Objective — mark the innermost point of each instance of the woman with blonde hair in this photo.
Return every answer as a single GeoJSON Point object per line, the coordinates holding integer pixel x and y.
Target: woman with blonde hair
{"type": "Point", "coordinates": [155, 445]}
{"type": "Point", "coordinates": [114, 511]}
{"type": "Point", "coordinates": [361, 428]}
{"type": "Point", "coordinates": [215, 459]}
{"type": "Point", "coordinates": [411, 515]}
= = = =
▸ **Problem**
All the entries are to be set down exactly as they appear.

▸ **Output for this task**
Objective — mark the innermost point of each instance of the woman with blonde hair in this photo.
Return every answer as a single GeoJSON Point object per line, the coordinates holding integer pixel x and y.
Target: woman with blonde hair
{"type": "Point", "coordinates": [155, 445]}
{"type": "Point", "coordinates": [114, 511]}
{"type": "Point", "coordinates": [361, 428]}
{"type": "Point", "coordinates": [215, 459]}
{"type": "Point", "coordinates": [411, 515]}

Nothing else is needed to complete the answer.